| Work to complete |
Return all the entries exactly. No pictures.

= Beginning of Section =

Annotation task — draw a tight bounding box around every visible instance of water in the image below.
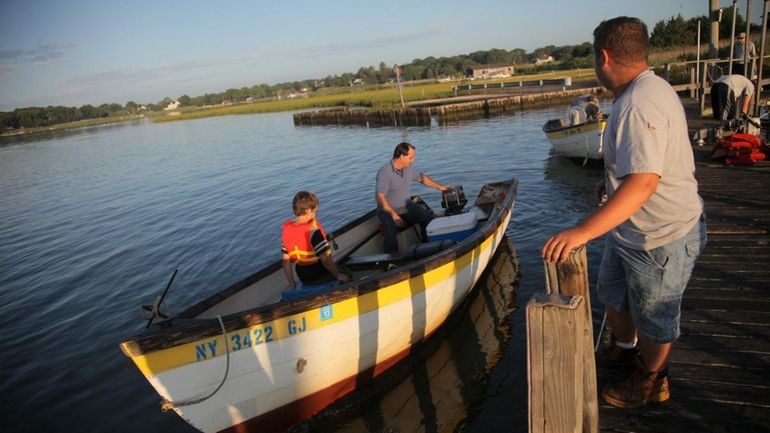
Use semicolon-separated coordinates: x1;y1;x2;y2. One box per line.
0;107;606;432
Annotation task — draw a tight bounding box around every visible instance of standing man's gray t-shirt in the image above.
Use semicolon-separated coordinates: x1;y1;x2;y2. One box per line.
376;161;421;210
603;70;703;250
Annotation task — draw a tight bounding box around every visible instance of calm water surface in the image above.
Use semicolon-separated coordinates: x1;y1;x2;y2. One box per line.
0;107;606;432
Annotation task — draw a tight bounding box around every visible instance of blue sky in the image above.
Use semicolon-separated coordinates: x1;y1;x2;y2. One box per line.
0;0;765;111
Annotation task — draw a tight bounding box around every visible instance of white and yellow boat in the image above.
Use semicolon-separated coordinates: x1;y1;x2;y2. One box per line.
119;179;518;433
542;118;606;160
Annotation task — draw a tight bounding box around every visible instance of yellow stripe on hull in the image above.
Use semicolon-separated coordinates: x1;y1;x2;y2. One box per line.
129;225;503;378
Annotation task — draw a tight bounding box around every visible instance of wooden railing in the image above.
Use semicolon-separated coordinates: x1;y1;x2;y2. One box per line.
660;55;770;116
452;78;573;96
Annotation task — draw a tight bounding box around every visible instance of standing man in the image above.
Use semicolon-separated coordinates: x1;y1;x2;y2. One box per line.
541;17;706;408
711;74;754;124
376;142;447;254
732;32;756;78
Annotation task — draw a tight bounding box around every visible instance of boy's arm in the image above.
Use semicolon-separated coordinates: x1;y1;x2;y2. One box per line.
319;252;349;283
282;254;296;289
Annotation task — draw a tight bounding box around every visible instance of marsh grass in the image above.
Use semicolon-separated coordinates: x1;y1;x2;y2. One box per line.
152;70;600;123
1;115;146;137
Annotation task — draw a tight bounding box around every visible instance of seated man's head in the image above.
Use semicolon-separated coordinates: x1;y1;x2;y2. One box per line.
392;142;416;169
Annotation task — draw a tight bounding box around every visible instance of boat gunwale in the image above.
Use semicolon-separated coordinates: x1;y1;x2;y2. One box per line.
120;179;518;356
542;118;605;134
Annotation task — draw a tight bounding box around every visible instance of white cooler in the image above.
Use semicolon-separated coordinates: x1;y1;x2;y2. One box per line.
426;212;478;243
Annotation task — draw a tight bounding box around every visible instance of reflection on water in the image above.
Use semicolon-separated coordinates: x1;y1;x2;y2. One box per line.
293;237;519;433
543;152;603;194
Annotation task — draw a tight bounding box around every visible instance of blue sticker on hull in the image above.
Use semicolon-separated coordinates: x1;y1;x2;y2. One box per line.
320;305;333;321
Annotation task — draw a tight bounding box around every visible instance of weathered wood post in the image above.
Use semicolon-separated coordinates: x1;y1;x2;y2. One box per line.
700;60;711;116
527;294;589;433
690;67;697;99
528;245;598;433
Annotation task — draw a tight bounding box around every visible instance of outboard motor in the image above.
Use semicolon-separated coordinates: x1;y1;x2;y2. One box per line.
441;185;468;216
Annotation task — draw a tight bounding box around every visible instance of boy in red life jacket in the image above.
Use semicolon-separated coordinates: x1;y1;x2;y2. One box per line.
281;191;350;290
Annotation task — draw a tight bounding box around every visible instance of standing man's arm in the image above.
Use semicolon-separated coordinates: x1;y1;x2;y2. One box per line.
541;173;659;262
419;173;448;191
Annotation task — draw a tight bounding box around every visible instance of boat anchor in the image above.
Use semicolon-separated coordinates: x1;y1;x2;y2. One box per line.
141;269;178;329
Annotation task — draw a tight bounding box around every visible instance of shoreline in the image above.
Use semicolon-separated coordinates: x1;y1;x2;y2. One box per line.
2;72;600;136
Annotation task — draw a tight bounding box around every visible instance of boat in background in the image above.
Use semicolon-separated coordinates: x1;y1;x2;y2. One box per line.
120;179;518;433
542;118;606;161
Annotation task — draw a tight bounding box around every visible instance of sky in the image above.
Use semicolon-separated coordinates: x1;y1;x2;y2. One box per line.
0;0;767;111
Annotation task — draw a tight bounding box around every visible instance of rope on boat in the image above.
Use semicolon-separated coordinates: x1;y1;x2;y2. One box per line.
160;315;230;412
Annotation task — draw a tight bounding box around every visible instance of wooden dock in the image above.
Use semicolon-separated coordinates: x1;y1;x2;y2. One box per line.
598;101;770;432
292;86;605;127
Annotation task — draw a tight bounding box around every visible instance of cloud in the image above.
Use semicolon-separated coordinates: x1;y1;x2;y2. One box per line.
289;29;445;58
238;29;446;61
0;43;76;68
61;58;226;92
14;29;448;107
0;65;17;75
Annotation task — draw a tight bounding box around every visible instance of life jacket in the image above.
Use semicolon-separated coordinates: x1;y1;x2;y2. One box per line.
282;219;326;265
711;133;767;165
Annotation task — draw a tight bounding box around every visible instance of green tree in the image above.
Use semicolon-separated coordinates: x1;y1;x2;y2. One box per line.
378;61;392;83
650;14;696;47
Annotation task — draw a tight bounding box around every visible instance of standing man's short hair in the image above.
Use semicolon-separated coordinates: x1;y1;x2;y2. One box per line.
593;16;649;65
393;142;415;159
292;191;319;216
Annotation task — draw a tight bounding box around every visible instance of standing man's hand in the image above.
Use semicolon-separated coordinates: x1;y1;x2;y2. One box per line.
541;226;591;263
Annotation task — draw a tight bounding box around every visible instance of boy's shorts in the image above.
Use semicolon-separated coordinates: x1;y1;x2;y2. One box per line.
597;214;706;343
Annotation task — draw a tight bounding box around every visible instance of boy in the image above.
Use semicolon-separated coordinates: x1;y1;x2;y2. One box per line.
281;191;349;289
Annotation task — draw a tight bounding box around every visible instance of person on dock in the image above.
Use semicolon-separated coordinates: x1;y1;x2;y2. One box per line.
541;16;706;409
732;32;756;78
376;142;448;254
568;94;601;125
710;74;754;125
282;191;349;290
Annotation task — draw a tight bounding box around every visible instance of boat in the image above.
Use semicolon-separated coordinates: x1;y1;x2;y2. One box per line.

= End of Section =

| Exercise response |
Annotation task — draw a tight bounding box around every visible instance of water in the image below.
Use semicolon-separated coordinates: x1;y1;x2;y2. One box per line.
0;107;606;432
Annotation task — draw a tight bounding box around every visible instance of standing man's gray t-shirt in the image above.
Use semicolon-separated coordinates: x1;y1;x2;y2. One box per line.
376;161;421;210
603;70;703;250
Annotation task — draw a tight bounding box around every visible instance of calm water surface in the image above.
Use semicolon-separated coordinates: x1;y1;x2;y2. One box per line.
0;107;606;432
Annotation task — draw a tight bounding box around every visible instance of blue sky in the image above.
Use semicolon-separated coordinates: x1;y1;x2;y2. One box per line.
0;0;765;111
Annotation task — draw a tight bounding box around every visible instance of white and yellow boat in the image above.
Use semicolon-separated coordinates: x1;y1;x2;y2. One box per line.
119;179;518;433
542;118;606;160
Annotation task — draw a tight bounding box around every visible instance of yellow stripe on hull in the image above.
Use semicolon-separated coordinates: x1;y1;x2;y2. One box per line.
129;225;503;378
Annotation task — draw a tight bounding box around every visible instance of wooden railing in the image above.
Use semicolon-separated coordinates: x1;y1;x2;y2. One box per line.
660;55;770;116
452;78;573;96
Annotation task — draw a tight bounding box around every visible instance of standing man in the image above.
Use semicolon-separated coordinates: x1;y1;x2;y2. One box per line.
541;17;706;408
711;74;754;124
376;142;447;254
732;32;756;78
Annotation task — draw a tight bounding box around every visible instance of boy's arm in the image above.
Use semicolon-separated coordinates: x1;y1;x2;y2. One box per line.
319;252;349;283
282;254;296;289
Annotation task — draw a tight bounding box around every visible instance of marsh grass in the image above.
Use semicolon-separated coordinates: x1;y1;x2;y2. One box per line.
152;70;600;123
1;115;146;137
Annotation task — draw a tight bounding box around every visible instance of seated man's head in the image above.
Use semicolon-separated coordinates: x1;y1;x2;y2. One box per line.
392;142;416;169
Annotation task — draw a tight bounding box around every visible instance of boat gunwale in the image above.
Use semicolon-separated coordinates: x1;y1;x2;y2. One box per line.
120;179;518;356
542;118;605;134
Annotation task — draw a tight bounding box around every visible instance of white cooler in the image above.
Use semicolon-separated coordinates: x1;y1;x2;y2. One box per line.
426;212;478;243
Annotation task — draw a tight bounding box around every visible instance of reflection on water in the image above.
Use semicolon-separated coordinates: x1;y1;x2;y2. One box per line.
293;237;519;433
543;152;603;194
Annotation task — draw a tight bounding box around every visible instance of blue sticker on hull in the image above.
Use semicolon-separated coordinates: x1;y1;x2;y2. One box per line.
320;305;333;321
Annotation task — draw a tight bounding box around every visible instance of weathered wood post in the image above.
Use semicolon-separated coordinates: x1;y1;x2;y2. One box per line.
700;60;711;116
527;294;589;433
690;67;697;99
528;245;598;433
Annotation task — draw a tight bounding box around every visible instance of outboard motor in the image above.
Use semicolon-separated coordinates: x1;y1;x2;y2. One box per line.
441;185;468;216
Annotation task — draw a tight bounding box around every visible instance of boy in red life jacket in the image above.
Use semicolon-separated coordinates: x1;y1;x2;y2. One box per line.
281;191;350;290
Annotation task — draw a tight bounding box around every visible instance of standing man's arm in the image above.
Use semicolon-separated coordinates: x1;y1;x2;y2. One box per line.
541;173;659;262
419;173;448;191
Annotation task — draw a tight bounding box around every visible instance of boat anchor in the image above.
Use semicolon-separated coordinates: x1;y1;x2;y2. One box per line.
141;269;178;329
Annotation task — draw a tight bounding box around every visible instance of shoreline in the image above.
Use semicolon-separated coordinates: x1;y1;x2;y2. One box per line.
2;72;600;136
Annotation task — draw a tight bounding box around every visible instance of boat in background in the image above.
Use semicolon-separated coordinates: x1;y1;x2;y2. One box per line.
120;179;518;433
542;118;606;161
Annotation task — draw a tight bounding box around every visible instance of sky in the image above.
Use semicolon-separated coordinates: x1;y1;x2;y2. One box per line.
0;0;767;111
Annotation task — draw a tight bounding box around every visible instance of rope on boat in the image above.
Use semicolon-separated coordinates: x1;y1;x2;y2. One box per line.
160;315;230;412
Annotation task — draw a tight bounding box around every visible instance of wooden dock in the image above.
Use semicolon-separated coordinates: x1;y1;x2;y2. One box per line.
598;101;770;432
292;86;605;127
Annotation task — draw a tight bounding box around every visible instance of cloud in the image above.
Use semicolon-separated coordinates: x1;y1;x2;y2. One box per line.
289;29;445;58
238;29;446;61
0;43;76;68
61;58;226;92
14;29;448;107
0;65;17;75
Annotation task — draw a tight bounding box around every visible instance of life jacket in the image above.
Use semicolon-separated coordinates: x1;y1;x2;y2. One box per line.
282;219;326;265
711;133;767;165
Annotation task — draw a tight bounding box around every visible instance of green tree in the image above.
Use semicolon-separated coordinates: x1;y1;x2;y2. One box per line.
378;61;392;83
650;14;696;47
Annotation task — draw a tight bounding box around every visible instance of standing man's short hair in the image above.
Use semicolon-separated coordinates: x1;y1;x2;y2. One box per line.
593;16;649;65
393;142;415;159
292;191;319;216
Annotation task — draw a tight bounding box around every visible instance of standing man's hand in the image above.
Use semicolon-separated coordinates: x1;y1;x2;y2. One box per line.
541;226;591;263
Annotation task — draw a tight bounding box around every visible instance of boy's shorts in the image above.
Use semicolon-separated coordinates: x1;y1;x2;y2. One box per line.
597;214;706;343
Annotation task — draw a tight bounding box around every visible instance of boy in the image above.
Use semicolon-separated coordinates: x1;y1;x2;y2. One box per line.
281;191;349;289
Annotation task — draw a tight bounding box around every visible instance of person on dock in the image above.
Use semicolon-separated coordinates: x1;y1;x2;y2. One box per line.
541;16;706;409
732;32;756;78
376;142;448;254
568;94;601;125
710;74;754;125
282;191;349;290
Annotation task — draw a tight bounding box around every visible instance of boat in the image above.
Use semicolon-separated coordinates: x1;y1;x2;y2. One box per line.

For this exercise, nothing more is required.